Written instruction 1: From the blog post below on connecting networks with OpenVPN, extract the passage between "October 17, 2010" and "the other networks.", inclusive.
Written instruction 2: According to the OpenVPN networking post below, which subnet is used for remote office 2?

━━━ Source extract

Howto connect multiple networks over the Internet the cheap way

October 17, 2010

I’m quit often asked by 2 types of people how to connect cheaply multiple networks securely over the Internet. The first type are owners of small companies which have more than one office and want to connect them to their central office. And the other type are people who are the de facto IT guy for their family and friends and need an easy way to get into the the other networks.

In the beginning most of them start with with remote connection software like Teamview, VNC, but at some point thats not enough anymore, when the responsibilities grow. The solution that I implement for them is based on the OpenVPN which is a well know, free and secure Open Source VPN solution, which is able to run on cheap hardware. Why do I say it needs hardware when you see on their homepage that it runs on Windows too?

  1. You want a system with which nobody messes around and so it works for years without ever touching it again. And yes that is possible with the proposed solution. If you can’t reach the router it normally a ISP problem or power outage.
  2. You don’t have only one Computer in each network and one VPN for each computer is not a good idea if you don’t need it.
  3. There are also devices in the network where you can’t or won’t install a VPN software. e.g. printer, TV, receiver, acess point, ….

Anyway you can also use this setup to let road warriors into your network over the Internet. I’ll also show how to do that, but it is not the main focus of this blog post.

So about what hardware I’m talking?

  1. An Accesspoint/DSL/Cable Router which is able to run OpenWRT, or any other system for which OpenVPN is available. I basically stick with systems that can run OpenWRT as I want similar systems to minimize my efforts. To be precise I’m almost always use a Linksys WRT54GL which you get under 40 Euros. But you’re free to use anything else. e.g. a friend of mine has a setup working with a SheevaPlug and Debian on it, an other has a setup running with DD-WRT.
  2. If you have a local server in the network, be it Linux or Windows based, you can use that do. But don’t use clients if its not for road warriors.

The Setup

You need one OpenVPN node per network/location. In the following example we have

  • one central office network with a server and the router is from Internet service provider and we cannot install software on it, the server is also used as DHCP server. (I’ve specially selected that as it shows what additionally needs to be done if the OpenVPN server is not the default gateway for the devices in the network. If for your setup thats in a remote location its the same setup there.)
  • one remote office which is connected via cable the Internet. An OpenWRT based router is connected to the cable modem and masquerades the devices behind it.
  • one remote office which is connected via DSL to the Internet. An OpenWRT based router inserted after the provider router, both masquerades and to make the life interesting you cannot change anything on the provider router, e.g. add a port forwarding

In this howto we’re working with following subnets:

  • 10.23.0.0/24 – central office
  • 10.23.1.0/24 – remote office 1
  • 10.23.2.0/24 – remote office 2
  • 10.23.255.0/24 – transport network remote offices
  • 10.23.254.0/24 – transport network road warriors (not in the figure)

━━━━━━
━━━ Source data

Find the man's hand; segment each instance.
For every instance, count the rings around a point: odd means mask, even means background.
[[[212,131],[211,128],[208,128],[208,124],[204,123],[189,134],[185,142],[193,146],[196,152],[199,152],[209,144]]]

━━━━━━

Correct response 1:
October 17, 2010

I’m quit often asked by 2 types of people how to connect cheaply multiple networks securely over the Internet. The first type are owners of small companies which have more than one office and want to connect them to their central office. And the other type are people who are the de facto IT guy for their family and friends and need an easy way to get into the the other networks.

Correct response 2: 10.23.2.0/24